- _WHAT THIS TASK INVOLVES_
Check every line of the data below for the word "cabinet", then give only the number of lines that have it.

"""

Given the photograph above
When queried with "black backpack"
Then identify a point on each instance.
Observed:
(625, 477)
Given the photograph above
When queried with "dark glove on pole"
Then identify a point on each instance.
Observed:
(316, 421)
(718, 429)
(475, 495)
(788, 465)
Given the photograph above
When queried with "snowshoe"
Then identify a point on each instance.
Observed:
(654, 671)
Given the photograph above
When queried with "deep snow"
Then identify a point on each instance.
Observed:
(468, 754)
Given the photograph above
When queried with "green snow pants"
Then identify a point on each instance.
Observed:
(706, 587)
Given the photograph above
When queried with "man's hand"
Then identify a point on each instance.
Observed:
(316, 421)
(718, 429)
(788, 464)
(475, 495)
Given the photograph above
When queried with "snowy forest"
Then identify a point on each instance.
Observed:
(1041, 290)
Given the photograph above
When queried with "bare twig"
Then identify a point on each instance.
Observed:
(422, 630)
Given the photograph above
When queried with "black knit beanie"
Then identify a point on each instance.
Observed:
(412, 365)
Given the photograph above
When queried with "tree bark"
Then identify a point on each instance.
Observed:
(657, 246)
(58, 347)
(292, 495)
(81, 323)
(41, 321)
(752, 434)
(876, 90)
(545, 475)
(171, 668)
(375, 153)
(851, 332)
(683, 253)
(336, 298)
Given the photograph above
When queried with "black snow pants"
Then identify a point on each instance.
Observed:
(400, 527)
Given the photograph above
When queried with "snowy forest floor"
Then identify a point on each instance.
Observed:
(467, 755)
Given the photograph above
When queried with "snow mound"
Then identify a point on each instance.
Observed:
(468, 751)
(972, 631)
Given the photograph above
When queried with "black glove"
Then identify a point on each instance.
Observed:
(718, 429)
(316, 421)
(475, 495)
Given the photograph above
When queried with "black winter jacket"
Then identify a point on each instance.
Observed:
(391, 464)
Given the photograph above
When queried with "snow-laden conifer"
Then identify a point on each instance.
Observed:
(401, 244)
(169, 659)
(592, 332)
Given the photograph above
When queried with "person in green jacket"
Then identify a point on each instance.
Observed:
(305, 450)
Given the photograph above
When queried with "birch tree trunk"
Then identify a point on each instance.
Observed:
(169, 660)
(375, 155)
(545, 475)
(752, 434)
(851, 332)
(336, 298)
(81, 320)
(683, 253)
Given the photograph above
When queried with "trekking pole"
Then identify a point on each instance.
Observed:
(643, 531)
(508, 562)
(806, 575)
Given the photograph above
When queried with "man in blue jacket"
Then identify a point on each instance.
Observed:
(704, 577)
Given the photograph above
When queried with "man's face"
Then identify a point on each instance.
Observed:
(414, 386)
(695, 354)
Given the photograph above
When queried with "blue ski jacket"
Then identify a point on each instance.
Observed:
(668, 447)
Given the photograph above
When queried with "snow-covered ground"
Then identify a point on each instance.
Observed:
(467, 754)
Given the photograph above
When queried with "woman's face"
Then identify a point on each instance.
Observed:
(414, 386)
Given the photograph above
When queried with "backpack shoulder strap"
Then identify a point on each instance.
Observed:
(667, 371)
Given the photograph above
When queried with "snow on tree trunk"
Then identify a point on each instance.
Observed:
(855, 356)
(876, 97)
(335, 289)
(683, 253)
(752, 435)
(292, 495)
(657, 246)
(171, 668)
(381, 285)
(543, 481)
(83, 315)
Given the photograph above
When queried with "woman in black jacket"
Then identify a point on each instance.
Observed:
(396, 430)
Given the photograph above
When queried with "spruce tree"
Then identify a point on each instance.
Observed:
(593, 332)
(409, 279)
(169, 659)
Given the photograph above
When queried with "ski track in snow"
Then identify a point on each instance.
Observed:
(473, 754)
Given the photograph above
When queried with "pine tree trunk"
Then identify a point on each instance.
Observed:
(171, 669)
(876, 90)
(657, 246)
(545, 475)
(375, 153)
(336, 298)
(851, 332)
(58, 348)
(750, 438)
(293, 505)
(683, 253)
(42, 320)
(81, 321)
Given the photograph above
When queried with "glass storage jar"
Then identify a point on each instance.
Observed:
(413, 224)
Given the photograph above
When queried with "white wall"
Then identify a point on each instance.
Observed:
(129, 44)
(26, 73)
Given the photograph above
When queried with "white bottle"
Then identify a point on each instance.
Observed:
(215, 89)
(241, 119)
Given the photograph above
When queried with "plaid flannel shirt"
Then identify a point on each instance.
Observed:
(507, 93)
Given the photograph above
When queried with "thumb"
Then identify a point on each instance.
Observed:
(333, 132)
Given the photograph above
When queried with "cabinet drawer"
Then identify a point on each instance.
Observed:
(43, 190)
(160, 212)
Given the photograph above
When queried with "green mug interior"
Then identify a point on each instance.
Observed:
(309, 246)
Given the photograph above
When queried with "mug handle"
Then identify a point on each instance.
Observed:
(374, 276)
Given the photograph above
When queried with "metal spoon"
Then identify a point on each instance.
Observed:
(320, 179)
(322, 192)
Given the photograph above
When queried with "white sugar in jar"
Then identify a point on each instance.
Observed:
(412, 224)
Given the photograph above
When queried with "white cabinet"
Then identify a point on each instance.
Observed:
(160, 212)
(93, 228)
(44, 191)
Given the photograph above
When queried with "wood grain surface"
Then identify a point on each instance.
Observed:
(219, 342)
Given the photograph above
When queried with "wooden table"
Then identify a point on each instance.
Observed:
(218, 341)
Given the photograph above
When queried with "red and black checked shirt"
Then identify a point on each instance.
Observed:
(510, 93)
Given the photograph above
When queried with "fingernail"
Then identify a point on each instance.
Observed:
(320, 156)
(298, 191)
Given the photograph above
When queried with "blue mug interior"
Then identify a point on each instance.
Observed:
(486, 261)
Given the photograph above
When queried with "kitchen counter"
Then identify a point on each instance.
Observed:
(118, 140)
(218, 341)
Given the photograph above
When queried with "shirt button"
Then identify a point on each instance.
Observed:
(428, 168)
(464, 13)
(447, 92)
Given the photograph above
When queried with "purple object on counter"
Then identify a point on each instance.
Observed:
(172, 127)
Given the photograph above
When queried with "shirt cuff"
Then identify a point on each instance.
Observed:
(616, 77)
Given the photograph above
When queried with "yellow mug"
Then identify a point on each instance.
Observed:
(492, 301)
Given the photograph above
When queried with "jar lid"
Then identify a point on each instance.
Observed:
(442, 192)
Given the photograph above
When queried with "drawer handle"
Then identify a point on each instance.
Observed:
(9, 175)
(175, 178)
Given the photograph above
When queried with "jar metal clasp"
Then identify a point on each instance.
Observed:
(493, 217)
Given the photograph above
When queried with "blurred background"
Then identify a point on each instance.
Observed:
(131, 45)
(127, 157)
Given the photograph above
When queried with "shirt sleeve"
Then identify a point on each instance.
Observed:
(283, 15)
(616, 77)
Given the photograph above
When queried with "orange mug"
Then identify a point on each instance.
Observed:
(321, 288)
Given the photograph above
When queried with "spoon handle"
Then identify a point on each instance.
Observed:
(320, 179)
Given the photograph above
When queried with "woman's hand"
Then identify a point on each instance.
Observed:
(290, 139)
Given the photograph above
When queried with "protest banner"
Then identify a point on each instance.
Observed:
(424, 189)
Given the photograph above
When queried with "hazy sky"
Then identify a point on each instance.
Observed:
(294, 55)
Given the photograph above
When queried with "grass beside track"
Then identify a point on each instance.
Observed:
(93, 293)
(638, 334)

"""

- _WRITTEN SOLUTION_
2